* **Data supplied**

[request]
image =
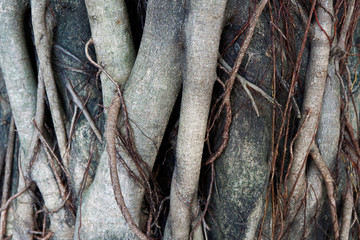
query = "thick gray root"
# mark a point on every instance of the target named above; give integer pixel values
(110, 30)
(150, 95)
(203, 28)
(21, 88)
(61, 220)
(313, 98)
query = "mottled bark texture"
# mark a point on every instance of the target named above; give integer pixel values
(150, 94)
(179, 49)
(242, 171)
(18, 72)
(110, 30)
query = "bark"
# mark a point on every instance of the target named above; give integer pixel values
(114, 46)
(21, 89)
(314, 91)
(149, 95)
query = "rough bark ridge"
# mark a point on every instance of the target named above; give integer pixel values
(149, 95)
(62, 154)
(203, 26)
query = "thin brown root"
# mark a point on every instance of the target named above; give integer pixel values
(110, 136)
(7, 178)
(326, 174)
(83, 108)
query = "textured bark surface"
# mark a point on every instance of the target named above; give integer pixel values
(242, 171)
(114, 45)
(150, 95)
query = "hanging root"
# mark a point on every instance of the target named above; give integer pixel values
(7, 178)
(326, 174)
(111, 129)
(42, 26)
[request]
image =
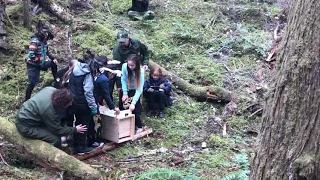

* **Task description**
Please count the lines in the data above that contain the string "query", matching case exactly, and reply with only the number.

* **Written solution**
7